To do
Below are records to return verbatim; the pictures are to be dropped.

[Information given Boundary: Start]

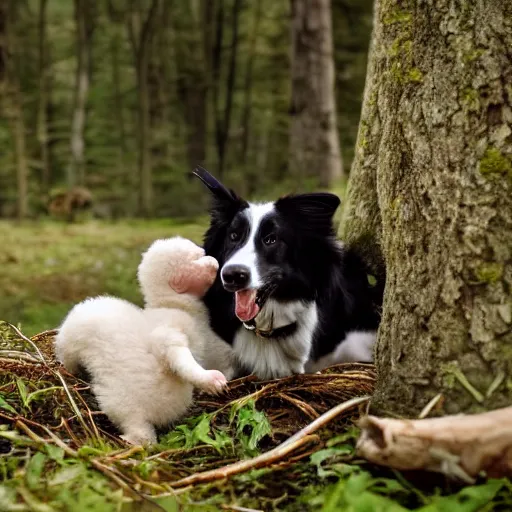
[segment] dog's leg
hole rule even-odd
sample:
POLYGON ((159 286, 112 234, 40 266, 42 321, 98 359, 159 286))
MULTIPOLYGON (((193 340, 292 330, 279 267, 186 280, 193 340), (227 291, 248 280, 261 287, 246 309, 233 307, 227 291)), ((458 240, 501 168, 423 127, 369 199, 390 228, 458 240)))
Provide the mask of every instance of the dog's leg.
POLYGON ((188 337, 178 329, 157 327, 151 333, 157 350, 171 370, 186 382, 208 393, 219 393, 226 386, 226 377, 217 370, 205 370, 194 358, 188 337))

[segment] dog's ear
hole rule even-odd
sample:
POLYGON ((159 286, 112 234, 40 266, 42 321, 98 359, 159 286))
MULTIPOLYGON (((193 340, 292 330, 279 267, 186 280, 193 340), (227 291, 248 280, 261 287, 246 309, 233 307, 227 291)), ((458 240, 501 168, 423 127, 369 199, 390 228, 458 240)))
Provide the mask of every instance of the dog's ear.
POLYGON ((230 220, 239 210, 248 206, 247 201, 239 197, 233 190, 226 188, 206 169, 198 166, 192 174, 197 176, 212 194, 212 221, 230 220))
POLYGON ((276 201, 276 210, 291 220, 320 235, 332 234, 332 218, 340 198, 328 192, 285 196, 276 201))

[Information given Boundary: End]

Answer to this problem
[segment] dog's leg
hole rule even-odd
sample:
POLYGON ((159 286, 112 234, 40 266, 42 321, 98 359, 159 286))
MULTIPOLYGON (((193 340, 292 330, 279 267, 186 280, 193 340), (227 291, 248 280, 261 287, 246 309, 233 307, 227 291)), ((458 240, 501 168, 423 127, 369 199, 390 228, 458 240)))
Provide the mask of every instance of the dog's leg.
POLYGON ((188 337, 178 329, 157 327, 151 333, 157 350, 171 370, 186 382, 208 393, 219 393, 226 386, 226 377, 217 370, 205 370, 194 358, 188 337))

[segment] dog's ear
hole rule even-odd
sample:
POLYGON ((159 286, 112 234, 40 266, 42 321, 98 359, 159 286))
MULTIPOLYGON (((193 340, 292 330, 279 267, 186 280, 193 340), (227 291, 248 280, 261 287, 246 309, 233 307, 227 291)), ((458 240, 501 168, 423 127, 369 199, 390 228, 458 240)))
Provide the mask of every instance of the dog's ear.
POLYGON ((230 220, 239 210, 248 206, 247 201, 239 197, 233 190, 226 188, 206 169, 198 166, 192 174, 197 176, 212 194, 212 221, 230 220))
POLYGON ((276 201, 276 210, 291 220, 320 235, 332 234, 332 218, 340 198, 328 192, 285 196, 276 201))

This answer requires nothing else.